#### PASSAGE SHOWN:
◇ ◇ ◇ ◇ ◇ ◇ ◇

Problem/Motivation

The dynamically-generated schemas for entity and field storage are currently locked behind protected methods, with no easy way to get at them. One reason folks may need to access those schemas is illustrated over in #2529554: Upgrade path for 1923406 (in the Head 2 Head module). The current workaround is to hack core to make them public. If these remain protected, anybody needing to do similar updates in the future will need to do similar acrobatics to work around this.

Proposed resolution

Make the following public:

  • SqlContentEntityStorage::getEntitySchema()
  • SqlContentEntityStorage::getDedicatedTableSchema()

Remaining tasks

User interface changes

API changes

Yes, but there are no interface changes.

Data model changes

Support from Acquia helps fund testing for Drupal Acquia logo

Comments

jhedstrom’s picture

Issue summary: View changes
Status: Active » Needs review
FileSize
4.87 KB

Status: Needs review » Needs work

The last submitted patch, 1: entity-schema-visibility-2533282-01.patch, failed testing.

jhedstrom’s picture

Status: Needs work » Needs review
FileSize
801 bytes
5.65 KB

This should address the failing tests.

Berdir’s picture

Assigned: Unassigned » plach

Making them public for update functions makes sense I think.

Assigning to @plach for his opinion.

Do we need some docblock updates to clarify when they should be used and when not?

update functions are DB specific anyway, there's nothing we can do about that. However, we should probably make sure that we don't fail hard if the used storage class isn't the one we expect. Then e.g. MongoDB can provide it's own update functions.

plach’s picture

Assigned: plach » Unassigned

Not really a fan of this: the idea is that the storage handler is the only one manipulating the schema. Making the handler return it would allow anyone to do thing we do not want to happen, like manually manipulating the schema.

Can you foresee any legal usage aside from HEAD 2 HEAD?

Berdir’s picture

Well, it's not just head2head but also possibly every other update function that is going to be written.

That said, thinking about it, this might actually be a very bad idea.

It's the classical flaw in update functions.. you must not rely on the current state of Drupal since you might be an update function from beta 7 to 8 but the code/schema you are changing might have changed again in beta 12 to 12 and the site is doing a direct update to beta 12.

Given that, we should possibly do the same as we've always done in update functions.. hardcode the target schema changes.

And yes, that is a big conceptual problem with entity updates.. those don't know versions or dependencies or anything. They just update from old-state to new-state.

plach’s picture

Well, it's not just head2head but also possibly every other update function that is going to be written.

Honestly I was hoping the Entity update system + Migrate would be enough, but I guess that's because I'm not living in the real world yet :)

Given that, we should possibly do the same as we've always done in update functions.. hardcode the target schema changes.

Yep, I'd say this is the correct approach exactly for the reason you stated.

And yes, that is a big conceptual problem with entity updates.. those don't know versions or dependencies or anything. They just update from old-state to new-state.

Initially we were talking about introducing versioning to definitions added to state, but that was deemed unnecessarily complex. Maybe we should think about that in the future...

Berdir’s picture

Yeah.. You might be interested #2532356: Provide a wrapper to core entity.definition_update_manager to temporarily disable updates as well, which is the way head2head is trying to work around the problem that nothing can run before automated entity updates.

As I wrote there, I'm wondering if we could improve it a lot simply by doing the automated entity updates after manually defined update functions. Then they can do whatever they want to fix the things that automated updates can't do (yet) like renaming fields, changing schema and so on.

◇ ◇ ◇ ◇ ◇ ◇ ◇

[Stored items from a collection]
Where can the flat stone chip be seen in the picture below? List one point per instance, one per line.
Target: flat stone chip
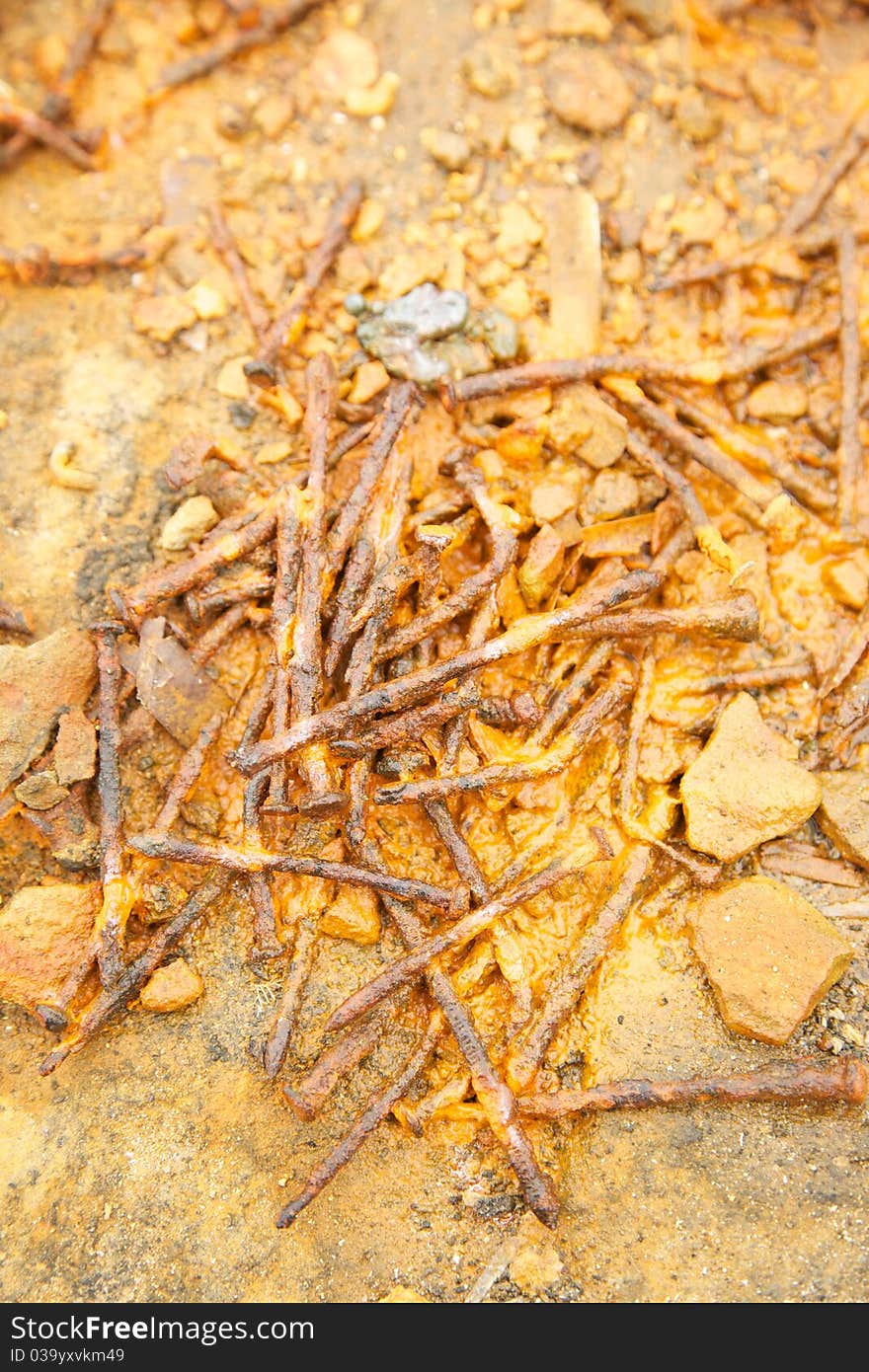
(44, 935)
(844, 812)
(172, 987)
(769, 955)
(743, 789)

◇ ◇ ◇ ◇ ◇ ◇ ◇

#### THINGS TO DO:
- 1) List every distinct username under which a comment is posted in the issue thread.
- 2) Rewrite the issue thread's paragraph beginning "The dynamically-generated schemas" in fewer words, keeping its main facts.
The records are separate material with no connection to the issue thread.

#### EXERCISE ANSWERS:
- 1) jhedstrom, Berdir, plach

- 2) The dynamically generated schemas for entity and field storage are hidden behind protected methods and are hard to reach. Issue #2529554, the upgrade path for 1923406 in the Head 2 Head module, shows why access may be needed. The current workaround is to hack core to make these methods public. If they stay protected, anyone making similar updates later will need the same workaround.